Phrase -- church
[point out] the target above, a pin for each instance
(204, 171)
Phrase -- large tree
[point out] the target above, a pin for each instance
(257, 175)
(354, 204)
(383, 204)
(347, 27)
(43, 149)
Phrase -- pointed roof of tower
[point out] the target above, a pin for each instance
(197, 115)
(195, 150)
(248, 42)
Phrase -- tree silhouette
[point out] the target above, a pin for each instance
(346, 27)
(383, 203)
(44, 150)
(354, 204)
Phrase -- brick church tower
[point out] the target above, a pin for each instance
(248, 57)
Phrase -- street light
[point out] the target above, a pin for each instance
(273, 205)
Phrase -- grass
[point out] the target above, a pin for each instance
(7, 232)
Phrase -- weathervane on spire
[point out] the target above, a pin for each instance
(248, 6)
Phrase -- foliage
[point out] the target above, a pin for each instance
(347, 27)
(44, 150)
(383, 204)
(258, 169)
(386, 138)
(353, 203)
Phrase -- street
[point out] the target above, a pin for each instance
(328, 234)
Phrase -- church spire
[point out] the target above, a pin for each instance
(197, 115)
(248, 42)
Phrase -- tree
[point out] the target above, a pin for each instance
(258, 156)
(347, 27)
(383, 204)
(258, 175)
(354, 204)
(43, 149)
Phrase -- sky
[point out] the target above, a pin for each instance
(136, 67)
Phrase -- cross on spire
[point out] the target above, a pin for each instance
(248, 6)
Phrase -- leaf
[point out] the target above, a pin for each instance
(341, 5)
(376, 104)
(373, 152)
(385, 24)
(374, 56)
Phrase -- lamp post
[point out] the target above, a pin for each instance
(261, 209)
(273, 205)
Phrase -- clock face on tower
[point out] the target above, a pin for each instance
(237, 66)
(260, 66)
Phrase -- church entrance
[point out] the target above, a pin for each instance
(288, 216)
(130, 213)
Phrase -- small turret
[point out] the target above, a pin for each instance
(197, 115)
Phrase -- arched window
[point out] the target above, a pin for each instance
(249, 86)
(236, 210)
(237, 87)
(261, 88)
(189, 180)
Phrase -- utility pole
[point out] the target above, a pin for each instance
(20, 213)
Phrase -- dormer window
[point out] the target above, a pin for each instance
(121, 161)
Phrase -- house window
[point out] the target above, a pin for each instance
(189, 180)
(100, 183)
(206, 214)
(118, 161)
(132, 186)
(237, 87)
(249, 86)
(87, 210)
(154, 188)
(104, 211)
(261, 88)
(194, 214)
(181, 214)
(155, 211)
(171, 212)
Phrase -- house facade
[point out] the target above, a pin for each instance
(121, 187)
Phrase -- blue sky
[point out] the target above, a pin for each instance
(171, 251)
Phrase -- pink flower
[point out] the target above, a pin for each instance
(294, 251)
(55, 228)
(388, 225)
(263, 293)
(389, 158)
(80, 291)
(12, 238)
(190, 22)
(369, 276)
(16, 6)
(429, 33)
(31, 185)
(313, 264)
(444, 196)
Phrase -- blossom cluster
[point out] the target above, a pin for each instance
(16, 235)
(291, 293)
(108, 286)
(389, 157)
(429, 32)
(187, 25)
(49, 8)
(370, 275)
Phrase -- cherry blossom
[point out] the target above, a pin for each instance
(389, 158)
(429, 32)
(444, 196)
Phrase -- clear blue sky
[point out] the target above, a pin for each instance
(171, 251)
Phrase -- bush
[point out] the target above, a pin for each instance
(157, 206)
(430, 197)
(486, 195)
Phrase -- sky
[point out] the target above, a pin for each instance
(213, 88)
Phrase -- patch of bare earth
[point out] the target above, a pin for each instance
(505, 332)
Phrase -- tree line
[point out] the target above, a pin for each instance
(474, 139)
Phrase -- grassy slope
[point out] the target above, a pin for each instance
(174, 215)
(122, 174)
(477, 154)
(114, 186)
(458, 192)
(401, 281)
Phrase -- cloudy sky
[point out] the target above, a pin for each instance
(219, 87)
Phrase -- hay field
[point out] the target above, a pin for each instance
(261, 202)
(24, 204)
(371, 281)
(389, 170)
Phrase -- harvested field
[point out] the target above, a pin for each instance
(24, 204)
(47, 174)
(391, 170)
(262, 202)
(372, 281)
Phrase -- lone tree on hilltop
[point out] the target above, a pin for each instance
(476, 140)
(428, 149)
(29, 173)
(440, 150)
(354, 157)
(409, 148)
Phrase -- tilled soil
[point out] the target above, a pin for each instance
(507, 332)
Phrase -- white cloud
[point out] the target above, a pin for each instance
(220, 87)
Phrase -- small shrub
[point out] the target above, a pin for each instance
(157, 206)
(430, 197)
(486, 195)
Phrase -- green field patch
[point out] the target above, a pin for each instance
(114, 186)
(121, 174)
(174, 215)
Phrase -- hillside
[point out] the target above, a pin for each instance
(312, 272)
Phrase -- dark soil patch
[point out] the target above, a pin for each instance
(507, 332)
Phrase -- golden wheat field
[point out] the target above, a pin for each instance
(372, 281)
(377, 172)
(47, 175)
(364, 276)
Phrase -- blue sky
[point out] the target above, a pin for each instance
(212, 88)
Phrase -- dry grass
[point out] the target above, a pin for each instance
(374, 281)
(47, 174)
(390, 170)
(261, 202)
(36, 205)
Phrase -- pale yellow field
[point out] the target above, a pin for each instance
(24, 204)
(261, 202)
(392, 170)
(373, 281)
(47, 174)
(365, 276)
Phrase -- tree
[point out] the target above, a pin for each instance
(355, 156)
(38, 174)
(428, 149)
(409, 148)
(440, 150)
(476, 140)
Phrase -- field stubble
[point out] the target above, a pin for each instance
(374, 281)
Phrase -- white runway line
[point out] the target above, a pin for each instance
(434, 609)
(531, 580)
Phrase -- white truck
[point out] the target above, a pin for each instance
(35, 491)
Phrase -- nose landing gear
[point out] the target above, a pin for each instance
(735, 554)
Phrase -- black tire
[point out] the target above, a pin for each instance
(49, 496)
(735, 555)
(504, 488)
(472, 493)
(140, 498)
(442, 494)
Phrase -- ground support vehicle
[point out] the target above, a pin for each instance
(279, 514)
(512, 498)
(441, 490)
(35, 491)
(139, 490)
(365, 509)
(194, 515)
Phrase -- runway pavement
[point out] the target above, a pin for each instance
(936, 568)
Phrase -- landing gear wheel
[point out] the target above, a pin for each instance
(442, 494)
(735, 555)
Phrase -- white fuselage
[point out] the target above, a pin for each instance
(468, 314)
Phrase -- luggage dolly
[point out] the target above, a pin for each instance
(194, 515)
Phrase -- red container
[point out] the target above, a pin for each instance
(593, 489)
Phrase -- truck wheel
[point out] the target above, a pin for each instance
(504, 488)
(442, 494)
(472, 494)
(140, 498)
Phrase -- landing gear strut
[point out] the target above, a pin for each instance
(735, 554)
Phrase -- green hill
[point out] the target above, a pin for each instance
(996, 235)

▬▬▬

__WORK INSTRUCTIONS__: Repeat the material in full. Nothing may differ.

__TASK ANSWER__:
Phrase -- church
[point out] the target above, a pin for each instance
(204, 171)
Phrase -- large tree
[point out] the target above, a pin for each instance
(257, 175)
(354, 204)
(383, 204)
(347, 27)
(43, 149)
Phrase -- pointed roof of tower
[point out] the target above, a pin for each instance
(197, 115)
(195, 150)
(248, 42)
Phrase -- tree silhouette
[point out] the target above, a pin for each instance
(346, 27)
(383, 203)
(44, 150)
(354, 204)
Phrase -- brick church tower
[point out] the target above, a pin for each instance
(248, 57)
Phrase -- street light
[point out] the target above, a pin for each instance
(273, 205)
Phrase -- grass
[point out] the target above, a pin for each instance
(7, 232)
Phrase -- weathervane on spire
[point out] the target above, a pin for each instance
(248, 6)
Phrase -- foliage
[point out] the target above, a pin for each instance
(347, 27)
(44, 150)
(383, 204)
(258, 169)
(386, 138)
(353, 203)
Phrase -- street
[point out] the target above, a pin for each instance
(328, 234)
Phrase -- church spire
[point out] the target above, a pin for each instance
(197, 115)
(248, 42)
Phrase -- tree
[point out] the target above, a pin for each instance
(258, 156)
(347, 27)
(383, 204)
(258, 175)
(354, 204)
(43, 149)
Phrase -- sky
[point out] the target above, a pin for each instance
(136, 67)
Phrase -- cross on spire
[point out] the target above, a pin for each instance
(248, 6)
Phrase -- leaf
[point out] the target above, a pin for each instance
(341, 5)
(376, 104)
(373, 152)
(385, 24)
(374, 56)
Phrase -- lamp post
[point out] the target above, a pin for each instance
(261, 209)
(273, 205)
Phrase -- clock face on tower
[point out] the target above, a pin for each instance
(237, 66)
(260, 66)
Phrase -- church entrance
[point out] the target above, a pin for each instance
(288, 216)
(130, 213)
Phrase -- small turret
[point out] the target above, a pin for each instance
(197, 115)
Phrase -- arched window
[point out] the target above, a pin for each instance
(249, 86)
(236, 210)
(237, 87)
(261, 88)
(189, 180)
Phrase -- utility pole
[point out] the target above, a pin for each instance
(20, 213)
Phrase -- dormer window
[point out] the target above, a pin for each instance
(121, 161)
Phrase -- house window
[point out] the target above, a pin for each instance
(189, 180)
(100, 183)
(206, 214)
(118, 161)
(132, 186)
(237, 87)
(249, 86)
(87, 210)
(154, 188)
(104, 211)
(261, 88)
(194, 214)
(181, 214)
(155, 211)
(171, 212)
Phrase -- house facade
[point out] the target above, a pin for each instance
(121, 187)
Phrase -- blue sky
[point out] the target above, a pin for each instance
(171, 251)
Phrase -- pink flower
[point out] the target above, a pin for each instance
(294, 251)
(55, 228)
(388, 225)
(263, 293)
(389, 158)
(80, 291)
(12, 238)
(190, 22)
(369, 276)
(16, 6)
(429, 33)
(31, 185)
(313, 264)
(444, 196)
Phrase -- blossom cluster
[point out] the target above, a pin for each instance
(16, 235)
(291, 293)
(108, 286)
(389, 157)
(429, 32)
(187, 25)
(49, 8)
(370, 275)
Phrase -- cherry blossom
[point out] the target above, a pin for each instance
(389, 158)
(429, 32)
(444, 196)
Phrase -- clear blue sky
[point out] the target above, a pin for each instance
(171, 251)
Phrase -- bush
[point out] the target above, a pin for each instance
(157, 206)
(430, 197)
(486, 195)
Phrase -- sky
[point out] the target above, a pin for each instance
(213, 88)
Phrase -- patch of bare earth
[point out] the target above, a pin for each instance
(505, 332)
Phrase -- tree line
[point out] the target above, a pin for each instance
(474, 139)
Phrase -- grassy slope
[point out] the target above, a pin for each instance
(174, 215)
(122, 174)
(477, 154)
(114, 186)
(458, 192)
(401, 281)
Phrase -- cloudy sky
[point out] the target above, a pin for each instance
(219, 87)
Phrase -- hay field
[point out] the target above, a pin for each instance
(261, 202)
(24, 204)
(371, 281)
(389, 170)
Phrase -- harvested field
[point out] the target above, a pin for each instance
(24, 204)
(47, 174)
(391, 170)
(262, 202)
(372, 281)
Phrase -- lone tree on hilltop
[point out] the target above, a pin for each instance
(476, 140)
(428, 149)
(29, 173)
(440, 150)
(354, 157)
(409, 148)
Phrase -- tilled soil
[point out] the target above, a pin for each instance
(507, 332)
Phrase -- white cloud
[point out] the target above, a pin for each instance
(220, 87)
Phrase -- small shrub
[point out] the target above, a pin for each instance
(157, 206)
(430, 197)
(486, 195)
Phrase -- green field patch
[point out] the target above, a pin for each instance
(114, 186)
(121, 174)
(174, 215)
Phrase -- hillside
[point out] the target above, a pin for each instance
(312, 272)
Phrase -- dark soil patch
[point out] the target above, a pin for each instance
(507, 332)
Phrase -- golden wheat field
[point out] the target above, a pin for each instance
(372, 281)
(377, 172)
(47, 175)
(364, 276)
Phrase -- blue sky
[point out] the target above, a pin for each instance
(212, 88)
Phrase -- dry grass
[point out] the target above, a pin for each instance
(374, 281)
(47, 174)
(390, 170)
(261, 202)
(36, 205)
Phrase -- pale yellow field
[point out] the target above, a pin for each instance
(24, 204)
(261, 202)
(392, 170)
(373, 281)
(47, 174)
(365, 276)
Phrase -- tree
[point out] the target above, a pin for each instance
(355, 156)
(38, 174)
(428, 149)
(409, 148)
(440, 150)
(476, 140)
Phrase -- field stubble
[point out] the target above, a pin for each instance
(374, 281)
Phrase -- white runway line
[point out] the target above, a pin for each instance
(434, 609)
(531, 580)
Phrase -- white truck
[point out] the target above, a pin for each instance
(35, 491)
Phrase -- nose landing gear
[point out] the target above, a pin for each instance
(735, 554)
Phrase -- black tire
[point out] the target above, a pin for each instance
(49, 496)
(735, 555)
(504, 488)
(472, 493)
(140, 498)
(442, 494)
Phrase -- ground support vehicle
[point out] the target above, a pin for each instance
(279, 514)
(512, 498)
(441, 490)
(35, 491)
(139, 490)
(365, 509)
(194, 515)
Phrase -- runway pavement
[point out] the target above, a pin for each instance
(936, 568)
Phrase -- landing gear wheel
[point out] the target above, a pin for each instance
(442, 494)
(735, 555)
Phrase -- white fuselage
[point out] the target above, a pin for each instance
(468, 314)
Phrase -- luggage dolly
[point out] the target above, a pin for each instance
(194, 515)
Phrase -- red container
[point out] the target above, a pin for each instance
(593, 489)
Phrase -- truck wheel
[point out] the target above, a pin for each instance
(504, 488)
(442, 494)
(472, 494)
(140, 498)
Phrase -- landing gear strut
[point out] the target above, a pin for each instance
(735, 554)
Phrase -- green hill
[point out] the target above, a pin for each instance
(996, 235)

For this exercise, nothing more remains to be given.